◆ Selected excerpt ◆
## Start

Tuesday, October 23, 2012

FB now up almost 14% in AH

It's hard to see positive divergences like we have seen in FB and think that the accumulation wasn't premised on inside information, especially when bases are that big. When you consider they buy at the lows and sell some at the highs in a range to bring price back down and then average what they accumulated, it's hard to believe they aren't already at a large profit.

 The larger base with accumulation and distribution areas to send price lower, the chart below is the same, just zoomed in on the right side of the chart so you can see the details better.


FB is sent lower with some distribution at the $22.50 area, most accumulation seems to around $20 or so, that's a 10% profit overnight on what must be a huge position.

Re-Cap

Lets take a quick look at the market using the Institutional gauge of whether their orders where filled at advantageous prices or bad prices, if they didn't get a good fill on the average total of their position, it's not likely they'll be sending more business to that market maker or specialist and/or in house traders would have some explaining to do. Watch how the pieces fit together.

 Here we have last week's trade action with a weekly VWAP in ES. We had gone long in leveraged long ETFs and AAPL calls for the move up and as you can see the market or ES moved up and we were closing out those longs like AAPL calls on Tuesday at a +47% gain and Wednesday we closed FAS, TQQQ and ERX at small gains of 5-6% and , but they were still gains.

By Wednesday last week we could already see distribution was coming in to the market and by Thursday it was VERY clear and we were entering leveraged short positions for a move down in ETFs like FAZ, UVXY, FXP, etc. Friday the market fell, below you can see all of the signals that got us long and short last week. I actually thought it was a bit ironic that we were trading both FAS and FAZ the same week and making money on both.

 Here on the 10 min SPY chart we see accumulation before the run up and by Wednesday distribution was already clear, Thursday it was unmistakable. The recent longs entered late Friday afternoon and this week are in response to the next wave of accumulation which started late Friday after most options positions were likely already closed out (see below).

As the market fell on Op-Ex Friday, by late afternoon we could already see accumulation was starting (see above) which seemed like they were in a hurry to get started and not waste time; remember they need time as reversals and accumulation/distribution at reversals are a process, not an event. Last Friday afternoon I started opening partial speculative Leveraged long positions, you may recall I didn't want to open more than half on Friday and wait to add the other half at better prices. Some of the long positions included AAPL $615 November Calls that were closed yesterday for a 13.5% profit , I closed the PCLN short trade at a +26.5% profit and entered ERX, XIV and TNA  and before the close UDOW as well, all positions that are in preparation for the next move.


 Above is a weekly VWAP of ES, in the white area we saw the market pop on a Market Watch article that the F_E_D would be expanding QE3; this move threatened to break above the 2nd standard deviation of VWAP which is not an advantageous area to fill new long positions, ES had to be halted and brought back down. After hours yesterday at the red arrow Moody's gave the market the excuse it needed by downgrading 5 Spanish Regions as the Spanish Regions bailout fund has less than 5% left and the borrowing costs will rise with the Moody's downgrade for the Spanish regions. In essence, the Regions will need more bailout money, but Spain doesn't have anymore in the fund-THAT WAS ENOUGH TO SEND ES NOT ONLY BACK BELOW THE WEEKLY VWAP, BUT TO WALK THE LOWER 2ND STANDARD DEVIATION. This would be an advantageous area to fill long positions and I used it for that purpose today in filling out some of Friday's initial long positions as well as starting the Financial long position in FAS that I didn't think was ready on Friday as Financials did underperform and finally gave some signals today.

## End

◆ Written problem ◆
Condense the paragraph of the market commentary that begins "By Wednesday last week" into a short bulleted list that keeps its main facts. Rely only on the market commentary to do this.

[Pointing dataset records]
## Start

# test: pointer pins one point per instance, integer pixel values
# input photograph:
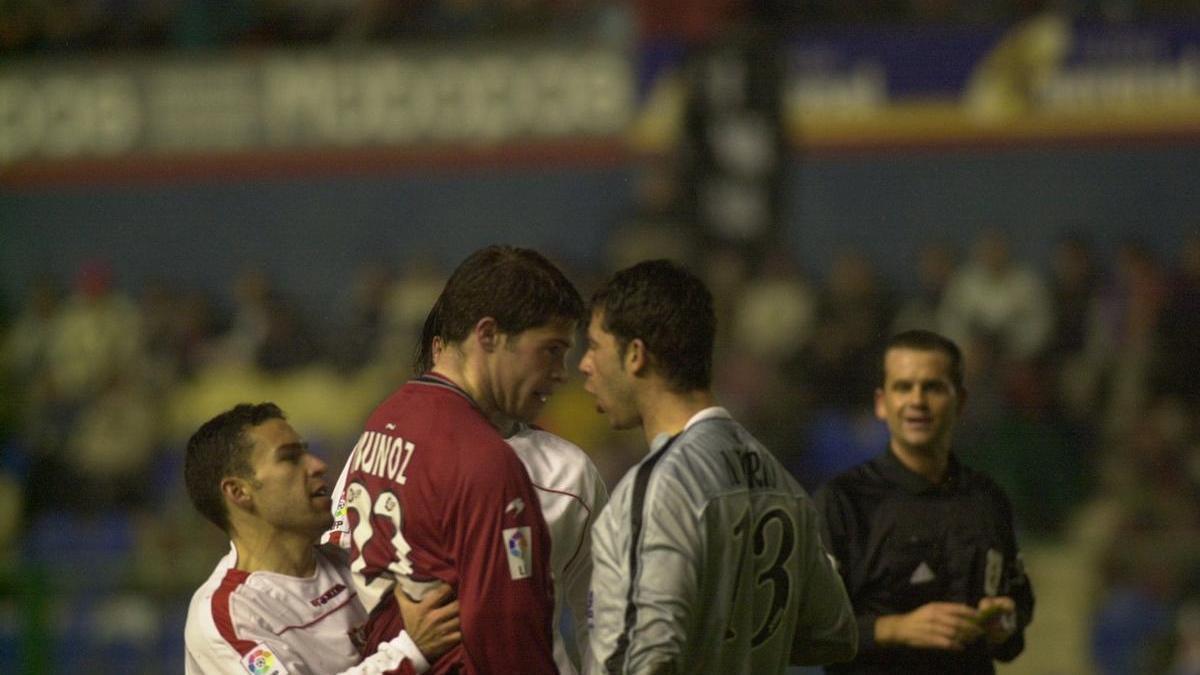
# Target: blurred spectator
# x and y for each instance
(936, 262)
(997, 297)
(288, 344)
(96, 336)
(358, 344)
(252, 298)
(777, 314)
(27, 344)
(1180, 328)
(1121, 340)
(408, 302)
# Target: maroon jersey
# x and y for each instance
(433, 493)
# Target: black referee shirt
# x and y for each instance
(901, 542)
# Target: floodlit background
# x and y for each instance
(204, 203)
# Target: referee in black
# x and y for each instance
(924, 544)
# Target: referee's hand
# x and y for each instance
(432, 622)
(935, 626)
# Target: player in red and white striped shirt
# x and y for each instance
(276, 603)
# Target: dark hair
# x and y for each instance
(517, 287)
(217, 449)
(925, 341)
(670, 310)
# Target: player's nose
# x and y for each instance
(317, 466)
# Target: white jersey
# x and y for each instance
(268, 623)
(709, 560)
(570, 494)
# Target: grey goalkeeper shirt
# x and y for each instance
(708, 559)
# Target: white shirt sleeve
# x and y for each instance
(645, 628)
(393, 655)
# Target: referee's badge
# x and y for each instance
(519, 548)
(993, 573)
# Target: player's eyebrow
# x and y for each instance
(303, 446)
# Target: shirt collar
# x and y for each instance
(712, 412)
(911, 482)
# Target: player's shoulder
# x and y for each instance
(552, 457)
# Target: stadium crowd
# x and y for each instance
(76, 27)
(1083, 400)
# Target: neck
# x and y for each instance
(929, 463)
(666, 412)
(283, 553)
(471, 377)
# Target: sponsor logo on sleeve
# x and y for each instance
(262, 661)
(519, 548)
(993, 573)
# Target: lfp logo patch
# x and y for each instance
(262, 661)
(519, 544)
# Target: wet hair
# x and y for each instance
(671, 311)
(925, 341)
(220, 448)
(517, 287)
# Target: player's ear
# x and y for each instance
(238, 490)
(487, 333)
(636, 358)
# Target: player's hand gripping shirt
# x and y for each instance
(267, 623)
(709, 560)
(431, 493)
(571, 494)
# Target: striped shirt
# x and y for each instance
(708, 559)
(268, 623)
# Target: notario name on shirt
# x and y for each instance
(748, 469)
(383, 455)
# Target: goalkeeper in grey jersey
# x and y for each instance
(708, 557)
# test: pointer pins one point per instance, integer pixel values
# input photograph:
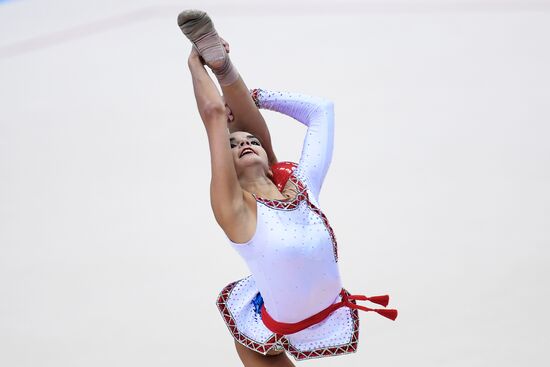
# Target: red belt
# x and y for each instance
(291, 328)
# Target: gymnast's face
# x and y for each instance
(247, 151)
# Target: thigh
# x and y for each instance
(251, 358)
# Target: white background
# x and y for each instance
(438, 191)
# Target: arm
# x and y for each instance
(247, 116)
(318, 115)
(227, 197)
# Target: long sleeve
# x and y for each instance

## End

◆ Answer for this exercise ◆
- By Wednesday, distribution was already coming into the market, and by Thursday it was very clear.
- On Thursday, leveraged short positions were entered in ETFs such as FAZ, UVXY and FXP for a move down.
- The market fell on Friday.
- Both FAS and FAZ were traded in the same week, and both made money.